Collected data
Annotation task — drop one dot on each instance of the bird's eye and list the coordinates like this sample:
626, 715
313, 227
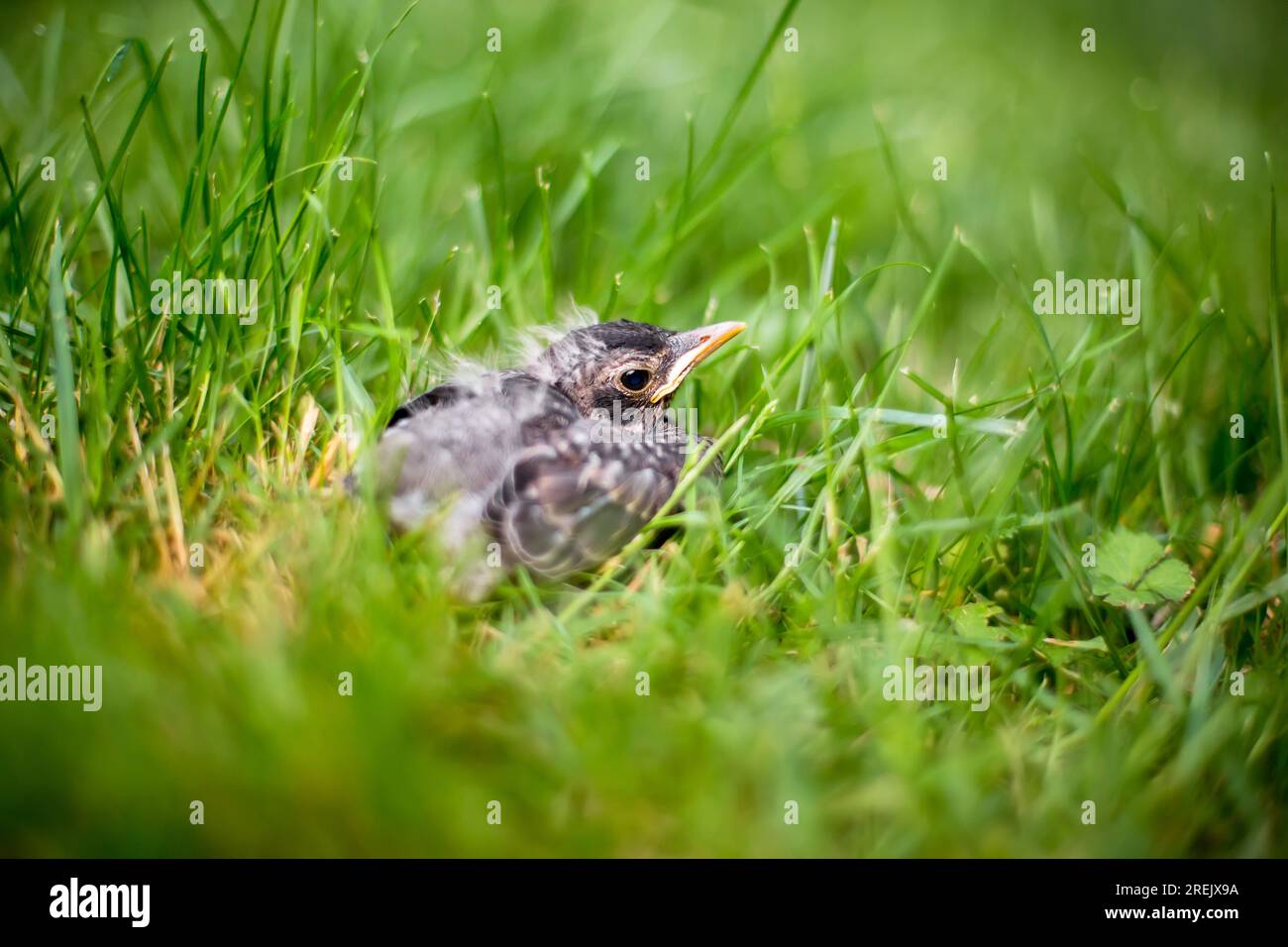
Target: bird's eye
635, 379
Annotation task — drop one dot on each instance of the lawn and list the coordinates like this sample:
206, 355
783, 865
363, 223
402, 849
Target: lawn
926, 463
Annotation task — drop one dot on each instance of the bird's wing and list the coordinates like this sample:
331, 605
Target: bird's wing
443, 394
571, 502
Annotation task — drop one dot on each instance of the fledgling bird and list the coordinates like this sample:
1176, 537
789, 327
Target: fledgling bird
558, 463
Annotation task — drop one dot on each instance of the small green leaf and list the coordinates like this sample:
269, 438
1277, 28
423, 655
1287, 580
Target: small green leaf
1133, 570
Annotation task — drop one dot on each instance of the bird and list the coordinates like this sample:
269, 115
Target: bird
553, 466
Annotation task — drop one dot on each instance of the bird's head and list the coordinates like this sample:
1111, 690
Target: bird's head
630, 363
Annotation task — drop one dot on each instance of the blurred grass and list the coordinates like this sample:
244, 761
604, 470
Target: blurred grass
130, 437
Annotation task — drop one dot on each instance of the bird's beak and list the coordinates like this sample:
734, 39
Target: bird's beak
691, 348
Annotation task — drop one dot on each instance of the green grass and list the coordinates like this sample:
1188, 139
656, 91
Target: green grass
129, 437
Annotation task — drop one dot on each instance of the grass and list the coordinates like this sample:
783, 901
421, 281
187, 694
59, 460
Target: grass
168, 504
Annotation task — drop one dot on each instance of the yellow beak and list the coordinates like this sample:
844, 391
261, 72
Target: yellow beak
694, 347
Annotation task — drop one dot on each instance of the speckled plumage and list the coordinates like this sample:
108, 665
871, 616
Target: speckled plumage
554, 466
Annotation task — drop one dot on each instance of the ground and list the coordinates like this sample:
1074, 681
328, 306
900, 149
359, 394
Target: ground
925, 463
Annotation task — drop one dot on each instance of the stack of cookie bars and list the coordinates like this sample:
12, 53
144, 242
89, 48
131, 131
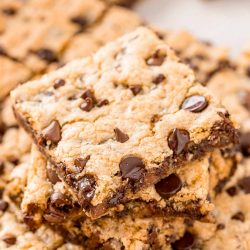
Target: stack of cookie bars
129, 140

*Assignment*. Keep the pictures out of the copy and return the rest of the data above exactly.

*Expected output*.
Annotation task — drop one dot on each instance of the bird's eye and list the coordinates like this sample:
626, 715
313, 227
Target: bird's eye
635, 379
Annotation task — drop one dot on each instance of the lawn and list the coordinates like this sample:
206, 355
783, 865
363, 223
402, 849
Target: lawn
926, 463
Annotation task — drop one dot on each instance of the bird's wing and list the coordinates like this sample:
331, 605
Target: bird's wing
443, 394
571, 502
Annotation task — drop one dot on each instance of the fledgling bird and list the coordinates like this sample:
1176, 537
789, 327
Target: fledgling bird
558, 463
Annotation task — drop one dot on each instance of the small green leaf and list the coordinates like this sample:
269, 438
1277, 28
423, 655
1287, 580
Target: small green leaf
1133, 570
Annotation task — drop one dot on each instance of the bird and list the coordinates like this sample:
269, 115
Target: bird
553, 466
Annotation task — drop one dot on each instance of the bird's head and list the coordinates like this sample:
1111, 690
Target: bird's head
630, 363
Annotation task — drop one dot on each instance of the blurred grass and list the coordinates like this sample:
244, 761
604, 470
Target: blurred grass
130, 437
Annotation task — drop one dot on each instance of the bird's beak and list the coordinates like this sample:
734, 39
Target: bird's beak
691, 348
Annotation task — drop one dot on each instance of the green grass and list the coordinates like this sample:
1188, 139
656, 91
Target: green grass
129, 437
Annotation task — drop one dot on each instance of the grass and list the coordinates like this sample:
783, 901
421, 281
187, 694
59, 460
Target: grass
168, 504
Annotation task — drop one dot on each instance of the yellow beak and list the coordinates like this sample:
844, 391
261, 72
Target: yellow beak
694, 347
Annotation task — drop one dot on each instance of the speckled plumage and list the coordinates like this sample:
108, 665
871, 616
Target: speckled plumage
554, 466
Annotation task — drop one dot on each instance of the ground and list the coordinates like this sample:
1074, 681
328, 306
900, 149
359, 394
Target: ground
925, 463
Annotation task — drop one dot on each instance of the stack of cookie bars and list the coordinates like this sample:
12, 53
144, 242
89, 48
131, 131
Target: stack of cookie bars
129, 140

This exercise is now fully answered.